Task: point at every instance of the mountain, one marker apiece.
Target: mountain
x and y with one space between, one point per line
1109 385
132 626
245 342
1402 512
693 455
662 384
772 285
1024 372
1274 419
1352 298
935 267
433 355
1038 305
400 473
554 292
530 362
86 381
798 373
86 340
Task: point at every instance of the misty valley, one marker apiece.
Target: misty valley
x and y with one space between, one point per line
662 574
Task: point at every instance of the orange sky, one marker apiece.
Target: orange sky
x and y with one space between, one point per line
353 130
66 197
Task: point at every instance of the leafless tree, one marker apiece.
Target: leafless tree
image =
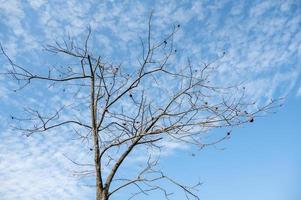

◆ Task requirements ◆
Reproduce every item above verbatim, line for line, but omit the picture.

◆ Solved problem ◆
Task: point at every instance of the mountain, one marker apiece.
Target: mountain
x and y with one space between, one point per line
1109 385
132 626
245 342
1402 512
693 455
662 384
772 285
1024 372
1274 419
1352 298
935 267
433 355
1038 305
400 473
554 292
530 362
86 381
798 373
86 340
Task: point at every instance of the misty valley, one marker apiece.
Target: misty valley
x and y with one space between, one point per line
662 574
Task: point at every instance of the orange sky, one marker apiece.
Target: orange sky
x and y with one space between, one point per line
353 130
66 197
Task: point at every instance of the leafless tree, one marker apiece.
Target: leafless tree
image =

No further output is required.